- **DOCUMENT EXCERPT**
-*-

FREEDOM OF INFORMATION COMMISSION
OF THE STATE OF CONNECTICUT

In the Matter of a Complaint by FINAL DECISION
Gail Lane and Tom Lane,  
  Complainants  
  against   Docket #FIC 2009-785
Commissioner, State of Connecticut,
Department of Environmental Protection;
and State of Connecticut, Department of
Environmental Protection,
 
  Respondents November 17, 2010
       

 

The above-captioned matter was heard as a contested case on August 17, 2010, at which time the complainants and the respondents appeared, stipulated to certain facts and presented testimony, exhibits and argument on the complaint. 

 

After consideration of the entire record, the following facts are found and conclusions of law are reached:

 

1.      The respondents are public agencies within the meaning of 1-200(1), G.S.

 

2.      It is found that on July 10, 2009, the complainants requested a copy of “any and all information in the possession of [the respondents] referencing or regarding the property known as 32 Money Point Road, Mystic, Connecticut including but not limited to applications, analysis, proposals, copies of any investigative notes, electronic mail messages, facsimiles, file folders, notations and/or phone messages.”

 

3.      By letter filed on December 28, 2009, the complainants appealed to this Commission, alleging that the respondents violated the Freedom of Information (“FOI”) Act by making an incomplete and untimely response to the complainants’ request, described in paragraph 2, above.  The complainants also alleged that the respondents improperly relied on certain exemptions in withholding some of the records. 

 

4.      Section 1-200(5), G.S., defines “public records” as follows:

 

Public records or files means any recorded data or information relating to the conduct of the public's business prepared, owned, used, received or retained by a public agency, …whether such data or information be handwritten, typed, tape-recorded, printed, photostated, photographed or recorded by any other method.

5.      Section 1-210(a), G.S., provides, in relevant part:

 

Except as otherwise provided by any federal law or state statute, all records maintained or kept on file by any public agency, whether or not such records are required by any law or by any rule or regulation, shall be public records and every person shall have the right to inspect such records promptly during regular office or business hours or to receive a copy of such records in accordance with the provisions of section 1-212.

-*-

- **REQUESTS**
A. According to the Freedom of Information decision, on what date did the complainants request the information?
B. Resume the Freedom of Information decision, starting right after its final sentence.
The entries after this point come from a separate source and are unrelated to the Freedom of Information decision.

-*-

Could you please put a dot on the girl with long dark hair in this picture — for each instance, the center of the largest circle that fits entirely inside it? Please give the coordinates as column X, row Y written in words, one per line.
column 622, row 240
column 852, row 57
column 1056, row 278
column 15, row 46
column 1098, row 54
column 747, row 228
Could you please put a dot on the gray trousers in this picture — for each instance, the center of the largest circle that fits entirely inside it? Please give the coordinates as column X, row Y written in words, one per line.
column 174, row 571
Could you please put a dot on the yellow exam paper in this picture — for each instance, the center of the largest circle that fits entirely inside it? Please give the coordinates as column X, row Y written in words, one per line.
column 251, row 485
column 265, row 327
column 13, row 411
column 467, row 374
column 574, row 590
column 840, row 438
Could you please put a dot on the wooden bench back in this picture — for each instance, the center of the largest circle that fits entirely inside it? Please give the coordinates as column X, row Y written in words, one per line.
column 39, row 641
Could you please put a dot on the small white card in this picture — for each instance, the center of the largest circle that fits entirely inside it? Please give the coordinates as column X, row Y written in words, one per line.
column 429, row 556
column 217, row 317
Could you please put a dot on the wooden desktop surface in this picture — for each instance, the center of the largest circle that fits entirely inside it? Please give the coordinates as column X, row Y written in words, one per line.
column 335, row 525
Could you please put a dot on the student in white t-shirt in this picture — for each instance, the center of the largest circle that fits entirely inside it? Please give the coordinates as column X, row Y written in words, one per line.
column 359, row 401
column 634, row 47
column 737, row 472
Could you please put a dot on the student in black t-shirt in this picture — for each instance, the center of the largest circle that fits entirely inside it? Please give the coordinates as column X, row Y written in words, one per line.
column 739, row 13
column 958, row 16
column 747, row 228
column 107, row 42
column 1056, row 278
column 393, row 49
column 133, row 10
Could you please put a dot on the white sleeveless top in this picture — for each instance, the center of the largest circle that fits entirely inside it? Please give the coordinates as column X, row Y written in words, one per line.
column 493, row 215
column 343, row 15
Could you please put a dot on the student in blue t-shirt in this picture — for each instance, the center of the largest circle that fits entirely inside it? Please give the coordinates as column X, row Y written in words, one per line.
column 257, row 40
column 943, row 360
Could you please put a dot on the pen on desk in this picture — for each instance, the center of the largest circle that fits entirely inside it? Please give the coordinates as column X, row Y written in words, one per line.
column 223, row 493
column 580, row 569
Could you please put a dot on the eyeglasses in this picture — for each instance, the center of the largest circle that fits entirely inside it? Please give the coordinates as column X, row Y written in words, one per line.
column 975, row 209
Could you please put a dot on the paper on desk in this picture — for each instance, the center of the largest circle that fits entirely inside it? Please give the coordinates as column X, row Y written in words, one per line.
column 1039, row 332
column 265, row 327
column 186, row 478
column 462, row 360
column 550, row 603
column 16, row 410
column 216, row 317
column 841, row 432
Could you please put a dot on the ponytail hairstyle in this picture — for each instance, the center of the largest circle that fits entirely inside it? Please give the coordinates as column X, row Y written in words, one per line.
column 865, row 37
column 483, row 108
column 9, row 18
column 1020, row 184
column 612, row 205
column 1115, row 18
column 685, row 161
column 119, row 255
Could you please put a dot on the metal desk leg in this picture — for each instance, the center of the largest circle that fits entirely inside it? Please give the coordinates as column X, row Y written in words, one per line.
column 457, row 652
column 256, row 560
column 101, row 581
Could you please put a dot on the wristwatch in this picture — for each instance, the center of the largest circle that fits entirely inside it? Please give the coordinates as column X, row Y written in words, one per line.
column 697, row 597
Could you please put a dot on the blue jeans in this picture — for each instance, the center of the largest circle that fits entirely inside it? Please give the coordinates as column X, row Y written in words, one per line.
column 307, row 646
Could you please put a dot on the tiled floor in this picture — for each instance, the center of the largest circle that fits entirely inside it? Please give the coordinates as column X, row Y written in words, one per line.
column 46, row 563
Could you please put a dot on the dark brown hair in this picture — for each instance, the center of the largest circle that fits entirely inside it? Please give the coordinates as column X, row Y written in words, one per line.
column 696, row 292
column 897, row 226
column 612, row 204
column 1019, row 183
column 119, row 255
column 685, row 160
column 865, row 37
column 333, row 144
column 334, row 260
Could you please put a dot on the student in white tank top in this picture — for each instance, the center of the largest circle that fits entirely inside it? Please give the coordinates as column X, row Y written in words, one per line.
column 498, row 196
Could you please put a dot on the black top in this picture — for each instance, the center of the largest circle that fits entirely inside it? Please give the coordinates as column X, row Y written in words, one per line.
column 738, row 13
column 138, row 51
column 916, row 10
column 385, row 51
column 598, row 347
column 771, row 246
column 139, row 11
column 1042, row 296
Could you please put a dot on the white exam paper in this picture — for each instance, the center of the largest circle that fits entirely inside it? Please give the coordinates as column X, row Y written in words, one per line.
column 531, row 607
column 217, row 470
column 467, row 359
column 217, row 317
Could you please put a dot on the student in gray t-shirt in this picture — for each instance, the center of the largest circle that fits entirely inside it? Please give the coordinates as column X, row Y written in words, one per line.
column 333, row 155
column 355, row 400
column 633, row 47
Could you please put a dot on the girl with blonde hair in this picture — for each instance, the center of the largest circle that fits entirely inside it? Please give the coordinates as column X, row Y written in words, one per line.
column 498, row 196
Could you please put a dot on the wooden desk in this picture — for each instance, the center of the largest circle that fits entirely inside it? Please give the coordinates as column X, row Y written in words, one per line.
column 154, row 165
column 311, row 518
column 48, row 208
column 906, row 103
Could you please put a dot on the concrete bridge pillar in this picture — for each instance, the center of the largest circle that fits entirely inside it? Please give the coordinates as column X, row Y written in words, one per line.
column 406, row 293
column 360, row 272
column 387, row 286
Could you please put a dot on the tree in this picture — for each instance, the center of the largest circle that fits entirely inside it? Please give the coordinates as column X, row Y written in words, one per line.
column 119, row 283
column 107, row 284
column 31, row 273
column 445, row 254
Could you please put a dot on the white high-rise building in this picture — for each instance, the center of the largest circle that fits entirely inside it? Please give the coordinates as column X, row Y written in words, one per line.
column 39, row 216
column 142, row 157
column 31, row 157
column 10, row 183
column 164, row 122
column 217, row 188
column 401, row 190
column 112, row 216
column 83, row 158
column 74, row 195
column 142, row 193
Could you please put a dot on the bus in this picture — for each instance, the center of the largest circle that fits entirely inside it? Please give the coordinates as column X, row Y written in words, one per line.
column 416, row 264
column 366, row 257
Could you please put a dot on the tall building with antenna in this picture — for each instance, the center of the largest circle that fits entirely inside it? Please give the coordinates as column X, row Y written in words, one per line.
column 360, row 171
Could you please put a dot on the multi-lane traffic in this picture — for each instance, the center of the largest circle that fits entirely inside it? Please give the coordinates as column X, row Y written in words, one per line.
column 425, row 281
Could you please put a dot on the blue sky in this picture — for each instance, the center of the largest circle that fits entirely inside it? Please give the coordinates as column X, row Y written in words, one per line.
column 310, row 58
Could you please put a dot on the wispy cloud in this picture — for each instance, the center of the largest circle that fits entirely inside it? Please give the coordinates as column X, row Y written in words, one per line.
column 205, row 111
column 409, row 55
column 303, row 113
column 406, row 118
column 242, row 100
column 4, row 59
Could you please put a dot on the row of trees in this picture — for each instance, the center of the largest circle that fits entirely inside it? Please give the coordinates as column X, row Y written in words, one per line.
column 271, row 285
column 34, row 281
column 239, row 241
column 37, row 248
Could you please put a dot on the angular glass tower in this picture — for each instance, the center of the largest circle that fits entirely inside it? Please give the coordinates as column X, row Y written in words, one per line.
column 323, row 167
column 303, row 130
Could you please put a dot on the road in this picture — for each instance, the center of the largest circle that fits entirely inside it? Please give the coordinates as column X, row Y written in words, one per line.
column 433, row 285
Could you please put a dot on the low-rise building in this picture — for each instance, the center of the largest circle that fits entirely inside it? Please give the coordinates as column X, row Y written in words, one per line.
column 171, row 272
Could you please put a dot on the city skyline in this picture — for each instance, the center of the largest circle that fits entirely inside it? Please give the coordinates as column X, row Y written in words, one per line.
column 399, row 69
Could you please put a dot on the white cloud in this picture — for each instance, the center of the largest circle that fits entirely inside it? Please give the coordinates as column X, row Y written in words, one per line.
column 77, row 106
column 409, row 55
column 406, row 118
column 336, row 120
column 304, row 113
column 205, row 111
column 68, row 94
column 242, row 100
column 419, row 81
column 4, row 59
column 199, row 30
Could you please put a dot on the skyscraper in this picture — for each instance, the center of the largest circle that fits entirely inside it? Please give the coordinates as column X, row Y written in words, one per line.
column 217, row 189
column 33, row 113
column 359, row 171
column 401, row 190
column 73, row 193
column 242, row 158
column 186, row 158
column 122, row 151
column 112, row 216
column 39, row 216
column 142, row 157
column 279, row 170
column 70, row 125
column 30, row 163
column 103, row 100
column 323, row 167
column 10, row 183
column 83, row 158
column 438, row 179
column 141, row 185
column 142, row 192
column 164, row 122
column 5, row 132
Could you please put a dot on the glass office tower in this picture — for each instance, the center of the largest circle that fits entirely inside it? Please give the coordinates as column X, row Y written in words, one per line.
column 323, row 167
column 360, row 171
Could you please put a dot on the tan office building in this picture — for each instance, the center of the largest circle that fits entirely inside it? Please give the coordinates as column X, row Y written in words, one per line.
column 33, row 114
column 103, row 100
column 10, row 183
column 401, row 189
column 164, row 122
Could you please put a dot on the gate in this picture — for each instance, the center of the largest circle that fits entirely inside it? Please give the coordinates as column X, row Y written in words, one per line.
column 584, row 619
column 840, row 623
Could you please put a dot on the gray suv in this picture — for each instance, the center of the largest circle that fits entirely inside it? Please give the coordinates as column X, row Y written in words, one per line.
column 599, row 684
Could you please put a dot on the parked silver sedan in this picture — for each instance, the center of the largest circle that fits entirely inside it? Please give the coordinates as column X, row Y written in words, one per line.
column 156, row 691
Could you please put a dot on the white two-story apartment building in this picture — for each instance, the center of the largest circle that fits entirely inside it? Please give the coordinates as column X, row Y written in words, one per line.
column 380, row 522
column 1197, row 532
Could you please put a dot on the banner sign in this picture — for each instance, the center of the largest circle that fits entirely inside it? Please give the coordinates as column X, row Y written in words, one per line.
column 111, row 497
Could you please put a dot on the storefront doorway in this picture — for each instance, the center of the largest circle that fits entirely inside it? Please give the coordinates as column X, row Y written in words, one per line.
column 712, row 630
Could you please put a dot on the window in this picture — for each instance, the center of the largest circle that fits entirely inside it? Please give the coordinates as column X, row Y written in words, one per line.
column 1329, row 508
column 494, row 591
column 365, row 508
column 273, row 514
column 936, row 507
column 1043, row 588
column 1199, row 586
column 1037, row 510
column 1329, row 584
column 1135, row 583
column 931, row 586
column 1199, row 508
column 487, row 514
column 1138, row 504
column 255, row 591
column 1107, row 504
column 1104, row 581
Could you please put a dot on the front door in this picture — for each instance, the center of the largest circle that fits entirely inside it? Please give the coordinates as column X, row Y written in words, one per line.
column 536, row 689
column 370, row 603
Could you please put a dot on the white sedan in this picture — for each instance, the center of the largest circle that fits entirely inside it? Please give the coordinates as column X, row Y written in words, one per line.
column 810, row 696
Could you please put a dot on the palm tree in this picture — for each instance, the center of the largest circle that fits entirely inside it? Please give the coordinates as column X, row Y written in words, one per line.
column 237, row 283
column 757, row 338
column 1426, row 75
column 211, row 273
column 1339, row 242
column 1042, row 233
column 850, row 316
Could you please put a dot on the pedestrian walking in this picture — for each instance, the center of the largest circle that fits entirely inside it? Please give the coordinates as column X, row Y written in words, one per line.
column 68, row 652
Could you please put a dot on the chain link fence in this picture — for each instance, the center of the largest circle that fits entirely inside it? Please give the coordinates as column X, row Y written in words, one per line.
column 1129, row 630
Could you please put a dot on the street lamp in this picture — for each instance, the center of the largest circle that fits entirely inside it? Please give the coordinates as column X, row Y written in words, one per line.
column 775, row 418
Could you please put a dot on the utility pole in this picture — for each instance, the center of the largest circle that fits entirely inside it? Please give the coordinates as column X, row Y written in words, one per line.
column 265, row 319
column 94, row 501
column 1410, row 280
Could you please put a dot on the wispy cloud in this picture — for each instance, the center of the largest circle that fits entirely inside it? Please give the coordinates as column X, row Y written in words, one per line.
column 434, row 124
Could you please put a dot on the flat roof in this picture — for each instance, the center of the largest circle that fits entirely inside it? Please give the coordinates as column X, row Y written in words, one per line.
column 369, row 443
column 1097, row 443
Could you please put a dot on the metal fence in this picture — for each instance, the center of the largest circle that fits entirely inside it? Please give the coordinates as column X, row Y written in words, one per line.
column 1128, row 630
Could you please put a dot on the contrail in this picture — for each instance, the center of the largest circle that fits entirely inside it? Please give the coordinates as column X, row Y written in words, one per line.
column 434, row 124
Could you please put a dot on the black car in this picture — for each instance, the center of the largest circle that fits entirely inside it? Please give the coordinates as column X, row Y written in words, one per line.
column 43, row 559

-*-

- **OUTPUTS**
A. July 10, 2009.

B.
6.      Section 1-212(a), G.S., provides in relevant part:  “Any person applying in writing shall receive, promptly upon request, a plain or certified copy of any public record.”

 

7.       It is concluded that the records requested by the complainants are public records within the meaning of 1-200(5), 1-210(a), and 1-212(a), G.S.

 

8.       It is found that the respondents replied to the complainants’ request on the day the respondents received it, Monday, July 13, 2009, and promised to notify the complainants when the search for records was complete.

 

9.      It is found that the respondents contacted the complainants within the following week and asked whether the complainants would consider narrowing the scope of their request.  It is found that the respondents hoped to avoid duplication of records that either had been previously provided to the complainants, that the complainants had provided to the respondents, or that would be soon provided to the complainants as part of the administrative record in ongoing litigation between the complainants and the respondents.   It is found that counsel for the respondents also asked whether the request applied to the entire Department of Environmental Protection, or was limited to the Office of Long Island Sound programs.

 

10.   It is found that on July 24, 2009, the complainants informed the respondents that they did not wish to narrow the scope of their request and that it applied to the whole agency.

 

11.   It is found that on July 28, 2009, the respondents informed the complainants that there were “hundreds” of records responsive to the request, and that the respondents charged 25 cents per page for copies.  It is found that the respondents asked complainants’ counsel what their clients’ limit would be for copying charges and for authorization to make such copies. 

 

12.   It is found that on July 28, 2009, the complainants’ counsel directed the respondents not to exceed $200 in copying charges.  It is found that the respondents made copies of records and on August 7, 2009, requested payment of $200 from the complainants before sending the copies to the complainants.

 

13.   The complainants claim that the respondents requested prepayment of copying fees in order to discourage their request.  The complainants also contend that the respondents selectively enforce their requirement of prepayment.

 

14.   Section 1-212(c), G.S., provides in relevant part:  “A public agency may require the prepayment of any fee required or permitted under the Freedom of Information Act if such fee is estimated to be ten dollars or more.”

 

15.   It is found that the respondents did not violate the FOI Act by requiring prepayment of copying fees from the complainants.  It is also found that the respondents did not require such prepayment to discourage the complainants’ requests, and that there is no evidence that the respondents selectively or unfairly enforce their requirement of prepayment.

 

16.   It is found that on August 20, 2009, the complainants’ counsel asked respondents whether they had received a check from the complainants for $200.  It is found that the respondents informed the complainants that they had not received payment and were awaiting payment before proceeding with the remainder of the request.

 

17.   It is found that on September 28, 2009, the complainants sent a check for $200 to the respondents and the respondents received the check on September 30, 2009. 

 

18.   It is found that upon receipt of the complainants’ second check, the respondents proceeded with processing the request for records, and provided the first group of records (up to $200 in copying fees) to the complainants’ on October 2, 2009.

 

19.   It is found that on October 13, 2009, the complainants informed the respondents that in lieu of prepaying for records, they would prefer to inspect the records, and asked the respondents to let them know when to come to the respondents’ office in Hartford to do so.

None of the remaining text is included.